Copy the listing below word for word, starting with the line that contains "- **Object to detect**: the grass field" and going on through the end of the listing, with both the starting and final lines included. Leave the pictures out of your answer.

_Stored records_
════════════════

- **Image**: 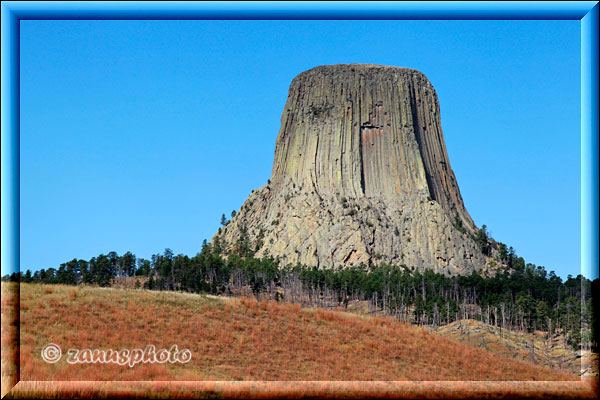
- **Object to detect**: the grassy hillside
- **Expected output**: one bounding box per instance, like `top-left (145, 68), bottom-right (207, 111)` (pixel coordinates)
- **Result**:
top-left (432, 320), bottom-right (598, 379)
top-left (2, 284), bottom-right (579, 381)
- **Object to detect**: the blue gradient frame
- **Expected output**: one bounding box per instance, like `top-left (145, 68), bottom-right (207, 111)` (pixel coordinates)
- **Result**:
top-left (1, 1), bottom-right (599, 279)
top-left (1, 1), bottom-right (599, 396)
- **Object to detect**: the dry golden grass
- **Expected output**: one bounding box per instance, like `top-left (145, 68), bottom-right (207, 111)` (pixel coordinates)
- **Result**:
top-left (2, 283), bottom-right (596, 397)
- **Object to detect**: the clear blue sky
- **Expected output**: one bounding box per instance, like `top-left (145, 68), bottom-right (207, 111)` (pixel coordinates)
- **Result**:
top-left (16, 21), bottom-right (580, 278)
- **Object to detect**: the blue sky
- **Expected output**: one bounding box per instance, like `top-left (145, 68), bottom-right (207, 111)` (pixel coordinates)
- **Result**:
top-left (16, 21), bottom-right (580, 278)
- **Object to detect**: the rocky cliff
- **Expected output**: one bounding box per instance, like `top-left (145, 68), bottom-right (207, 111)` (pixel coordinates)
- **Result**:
top-left (211, 64), bottom-right (494, 274)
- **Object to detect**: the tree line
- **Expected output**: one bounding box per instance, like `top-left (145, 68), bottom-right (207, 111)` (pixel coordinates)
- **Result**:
top-left (2, 236), bottom-right (599, 349)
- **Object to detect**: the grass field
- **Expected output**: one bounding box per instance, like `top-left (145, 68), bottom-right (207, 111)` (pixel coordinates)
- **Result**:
top-left (2, 283), bottom-right (596, 398)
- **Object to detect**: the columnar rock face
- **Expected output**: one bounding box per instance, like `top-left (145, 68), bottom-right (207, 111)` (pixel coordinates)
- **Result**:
top-left (212, 64), bottom-right (486, 274)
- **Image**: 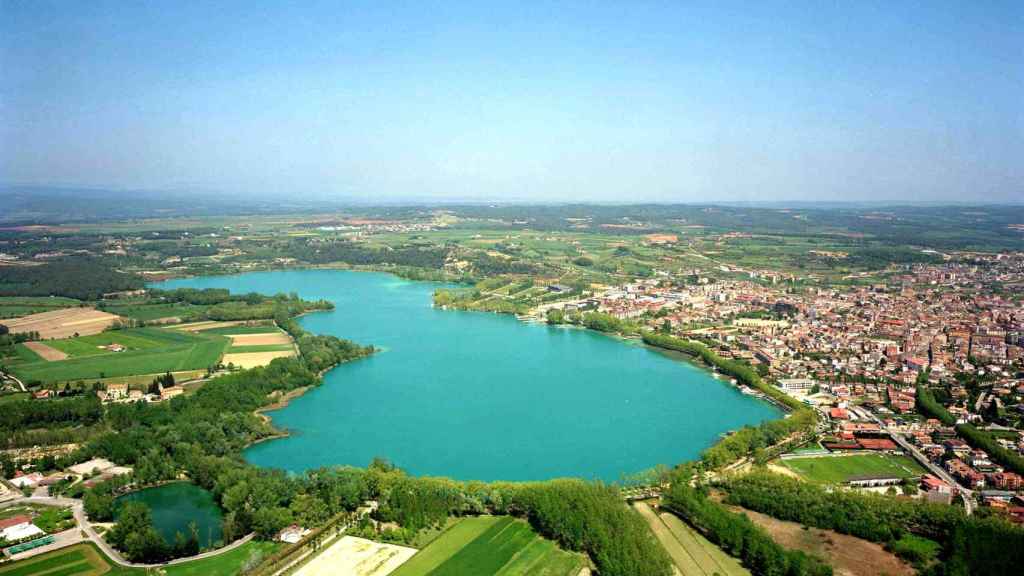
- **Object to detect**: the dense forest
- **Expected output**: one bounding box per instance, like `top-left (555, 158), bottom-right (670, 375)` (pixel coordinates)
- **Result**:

════════════════

_The response_
- **Object to detect**: the grass field
- **Expected output**: one bounding box per instance, like `top-left (145, 68), bottom-right (207, 111)` (pixel coordinates)
- **Result**:
top-left (2, 283), bottom-right (596, 398)
- **Object to detect**: the columnar rock face
- **Expected output**: one bounding box per instance, like `top-left (145, 68), bottom-right (207, 111)` (pixel coordinates)
- **Result**:
top-left (212, 64), bottom-right (486, 274)
- **Image**: 
- **Object to detect**: the dense forest
- **Expected output**: one bounding box per instance, like `top-left (555, 158), bottom-right (670, 375)` (pixel coordinates)
- **Result**:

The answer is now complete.